**Set exercise**
Repeat verbatim every line of the material, beginning at the line that holds "bbox: mural" and ending at its last line.

====== Material provided

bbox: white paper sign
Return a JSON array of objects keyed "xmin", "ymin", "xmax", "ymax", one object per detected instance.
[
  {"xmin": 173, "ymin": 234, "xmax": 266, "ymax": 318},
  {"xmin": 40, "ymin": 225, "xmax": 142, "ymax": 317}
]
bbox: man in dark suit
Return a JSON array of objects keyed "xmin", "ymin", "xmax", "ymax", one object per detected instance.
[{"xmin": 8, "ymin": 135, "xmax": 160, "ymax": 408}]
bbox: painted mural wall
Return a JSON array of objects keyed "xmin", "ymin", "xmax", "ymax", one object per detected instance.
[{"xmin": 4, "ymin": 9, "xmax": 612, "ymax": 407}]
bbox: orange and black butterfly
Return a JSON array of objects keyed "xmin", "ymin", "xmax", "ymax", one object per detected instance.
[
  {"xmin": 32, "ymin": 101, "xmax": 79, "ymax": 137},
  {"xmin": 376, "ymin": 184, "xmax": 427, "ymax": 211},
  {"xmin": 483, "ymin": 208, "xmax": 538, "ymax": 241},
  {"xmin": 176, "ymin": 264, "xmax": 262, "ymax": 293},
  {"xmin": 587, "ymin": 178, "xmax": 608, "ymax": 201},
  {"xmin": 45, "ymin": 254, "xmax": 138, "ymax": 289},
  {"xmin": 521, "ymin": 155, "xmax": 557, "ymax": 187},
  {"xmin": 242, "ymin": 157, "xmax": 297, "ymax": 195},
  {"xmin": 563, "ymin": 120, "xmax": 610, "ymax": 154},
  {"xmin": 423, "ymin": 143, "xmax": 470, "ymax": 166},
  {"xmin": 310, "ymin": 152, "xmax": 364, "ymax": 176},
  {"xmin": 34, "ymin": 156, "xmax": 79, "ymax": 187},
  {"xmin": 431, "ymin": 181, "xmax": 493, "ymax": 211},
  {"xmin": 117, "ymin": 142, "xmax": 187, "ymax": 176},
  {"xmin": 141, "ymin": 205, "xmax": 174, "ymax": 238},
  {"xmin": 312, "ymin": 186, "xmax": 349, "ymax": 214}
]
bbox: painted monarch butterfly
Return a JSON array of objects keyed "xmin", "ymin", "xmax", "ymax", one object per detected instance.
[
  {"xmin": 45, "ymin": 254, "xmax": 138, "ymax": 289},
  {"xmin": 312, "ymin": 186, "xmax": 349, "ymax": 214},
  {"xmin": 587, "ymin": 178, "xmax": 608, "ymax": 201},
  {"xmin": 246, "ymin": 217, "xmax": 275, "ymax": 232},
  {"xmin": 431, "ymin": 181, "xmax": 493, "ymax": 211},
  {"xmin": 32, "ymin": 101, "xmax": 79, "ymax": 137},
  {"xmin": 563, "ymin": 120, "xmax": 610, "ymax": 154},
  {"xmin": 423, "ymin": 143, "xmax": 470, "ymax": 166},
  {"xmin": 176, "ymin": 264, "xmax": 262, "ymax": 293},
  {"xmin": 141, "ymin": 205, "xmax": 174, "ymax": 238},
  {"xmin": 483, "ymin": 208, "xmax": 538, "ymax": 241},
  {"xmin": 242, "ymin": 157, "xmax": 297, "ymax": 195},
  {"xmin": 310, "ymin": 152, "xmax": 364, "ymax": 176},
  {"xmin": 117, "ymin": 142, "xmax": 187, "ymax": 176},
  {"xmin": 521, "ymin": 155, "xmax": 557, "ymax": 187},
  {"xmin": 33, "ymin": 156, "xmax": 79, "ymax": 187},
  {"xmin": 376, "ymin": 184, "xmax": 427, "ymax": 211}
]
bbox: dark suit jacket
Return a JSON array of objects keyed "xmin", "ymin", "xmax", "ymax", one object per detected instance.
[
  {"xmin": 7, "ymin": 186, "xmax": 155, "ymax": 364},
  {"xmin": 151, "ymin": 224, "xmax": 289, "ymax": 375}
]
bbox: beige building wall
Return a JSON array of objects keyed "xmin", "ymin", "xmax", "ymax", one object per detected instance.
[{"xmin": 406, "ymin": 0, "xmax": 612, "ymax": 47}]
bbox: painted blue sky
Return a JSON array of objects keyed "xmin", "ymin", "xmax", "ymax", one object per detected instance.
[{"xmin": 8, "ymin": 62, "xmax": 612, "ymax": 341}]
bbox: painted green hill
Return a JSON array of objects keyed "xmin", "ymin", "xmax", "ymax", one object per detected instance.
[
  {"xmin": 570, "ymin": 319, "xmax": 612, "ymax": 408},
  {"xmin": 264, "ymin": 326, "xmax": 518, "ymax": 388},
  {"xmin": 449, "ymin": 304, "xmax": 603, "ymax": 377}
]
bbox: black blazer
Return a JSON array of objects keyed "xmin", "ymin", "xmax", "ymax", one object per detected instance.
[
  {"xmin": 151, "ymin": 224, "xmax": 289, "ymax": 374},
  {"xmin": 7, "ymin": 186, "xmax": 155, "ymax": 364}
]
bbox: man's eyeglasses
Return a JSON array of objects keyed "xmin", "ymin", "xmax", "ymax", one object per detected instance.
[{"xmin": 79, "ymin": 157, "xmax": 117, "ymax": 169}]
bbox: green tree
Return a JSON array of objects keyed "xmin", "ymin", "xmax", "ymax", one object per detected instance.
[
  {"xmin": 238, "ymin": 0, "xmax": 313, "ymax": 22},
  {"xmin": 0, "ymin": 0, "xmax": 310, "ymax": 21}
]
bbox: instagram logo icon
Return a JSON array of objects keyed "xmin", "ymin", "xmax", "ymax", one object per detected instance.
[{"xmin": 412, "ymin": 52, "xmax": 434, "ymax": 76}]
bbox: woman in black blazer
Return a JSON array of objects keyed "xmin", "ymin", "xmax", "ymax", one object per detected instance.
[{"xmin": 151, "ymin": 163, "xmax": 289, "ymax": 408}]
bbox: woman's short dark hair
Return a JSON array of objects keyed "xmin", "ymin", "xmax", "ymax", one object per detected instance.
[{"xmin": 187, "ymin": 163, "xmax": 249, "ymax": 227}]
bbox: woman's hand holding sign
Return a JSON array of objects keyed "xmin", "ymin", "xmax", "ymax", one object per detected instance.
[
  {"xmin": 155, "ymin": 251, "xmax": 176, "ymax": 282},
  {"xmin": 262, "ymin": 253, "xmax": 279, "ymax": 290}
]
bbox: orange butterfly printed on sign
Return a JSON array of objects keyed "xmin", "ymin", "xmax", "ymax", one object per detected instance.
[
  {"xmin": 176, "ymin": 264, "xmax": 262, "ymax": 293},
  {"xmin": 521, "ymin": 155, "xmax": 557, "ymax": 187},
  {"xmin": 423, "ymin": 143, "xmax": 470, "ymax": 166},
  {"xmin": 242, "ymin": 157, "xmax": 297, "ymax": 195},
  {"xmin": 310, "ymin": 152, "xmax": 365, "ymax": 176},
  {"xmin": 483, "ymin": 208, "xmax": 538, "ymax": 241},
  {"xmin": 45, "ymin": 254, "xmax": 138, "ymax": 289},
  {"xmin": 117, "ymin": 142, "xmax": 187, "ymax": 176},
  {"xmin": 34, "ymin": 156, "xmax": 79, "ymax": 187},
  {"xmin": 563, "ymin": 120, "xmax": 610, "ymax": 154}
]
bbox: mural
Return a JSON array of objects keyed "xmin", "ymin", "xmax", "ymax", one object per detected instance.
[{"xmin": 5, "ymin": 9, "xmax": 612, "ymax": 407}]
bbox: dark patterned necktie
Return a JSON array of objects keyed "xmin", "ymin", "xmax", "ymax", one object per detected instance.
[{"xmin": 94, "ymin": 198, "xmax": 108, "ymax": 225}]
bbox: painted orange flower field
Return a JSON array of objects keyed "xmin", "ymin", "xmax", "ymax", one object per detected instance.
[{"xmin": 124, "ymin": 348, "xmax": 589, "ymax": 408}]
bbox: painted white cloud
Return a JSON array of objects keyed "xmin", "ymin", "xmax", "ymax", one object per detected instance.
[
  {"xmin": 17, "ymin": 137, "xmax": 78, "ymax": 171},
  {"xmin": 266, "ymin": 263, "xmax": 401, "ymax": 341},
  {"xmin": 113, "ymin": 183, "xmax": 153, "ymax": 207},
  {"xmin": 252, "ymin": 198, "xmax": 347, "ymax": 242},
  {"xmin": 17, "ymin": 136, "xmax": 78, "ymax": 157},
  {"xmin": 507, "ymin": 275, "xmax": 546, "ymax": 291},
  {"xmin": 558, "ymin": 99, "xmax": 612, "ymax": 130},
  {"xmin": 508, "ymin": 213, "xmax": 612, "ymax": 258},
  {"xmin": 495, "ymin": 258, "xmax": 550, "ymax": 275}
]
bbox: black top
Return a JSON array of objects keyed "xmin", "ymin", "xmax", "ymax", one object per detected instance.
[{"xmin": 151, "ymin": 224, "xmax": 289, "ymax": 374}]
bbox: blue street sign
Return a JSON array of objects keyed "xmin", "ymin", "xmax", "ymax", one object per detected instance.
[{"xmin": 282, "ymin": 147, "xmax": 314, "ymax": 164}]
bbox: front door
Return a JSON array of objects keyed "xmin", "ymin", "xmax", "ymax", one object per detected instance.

============

**Written response**
bbox: mural
Return a JSON array of objects keyed "xmin", "ymin", "xmax", "ymax", one object per detected instance.
[{"xmin": 5, "ymin": 9, "xmax": 612, "ymax": 407}]
bbox: dark patterned necktie
Return a JSON array of objects keyed "xmin", "ymin", "xmax", "ymax", one object per detected instance.
[{"xmin": 94, "ymin": 198, "xmax": 108, "ymax": 225}]
bbox: painted orange flower field
Return a JSON array of objects keyed "xmin", "ymin", "xmax", "ymax", one object per detected instance.
[{"xmin": 124, "ymin": 348, "xmax": 589, "ymax": 408}]
bbox: painted white cloud
Return a JSON array of objects keyed "xmin", "ymin", "xmax", "ymax", one object per detected instance.
[
  {"xmin": 17, "ymin": 137, "xmax": 78, "ymax": 171},
  {"xmin": 266, "ymin": 263, "xmax": 401, "ymax": 341},
  {"xmin": 113, "ymin": 183, "xmax": 153, "ymax": 207},
  {"xmin": 252, "ymin": 198, "xmax": 347, "ymax": 242},
  {"xmin": 17, "ymin": 136, "xmax": 78, "ymax": 157},
  {"xmin": 507, "ymin": 275, "xmax": 546, "ymax": 291},
  {"xmin": 558, "ymin": 99, "xmax": 612, "ymax": 130},
  {"xmin": 508, "ymin": 213, "xmax": 612, "ymax": 258},
  {"xmin": 495, "ymin": 258, "xmax": 550, "ymax": 275}
]
bbox: black top
Return a JSON array of objects keyed "xmin", "ymin", "xmax", "ymax", one object per detected instance.
[{"xmin": 151, "ymin": 224, "xmax": 289, "ymax": 374}]
bbox: blue street sign
Return a JSON array of objects keyed "xmin", "ymin", "xmax", "ymax", one object per detected instance.
[{"xmin": 282, "ymin": 147, "xmax": 314, "ymax": 164}]
bbox: front door
Return a JSON array of objects keyed "xmin", "ymin", "xmax", "ymax", one object per detected instance.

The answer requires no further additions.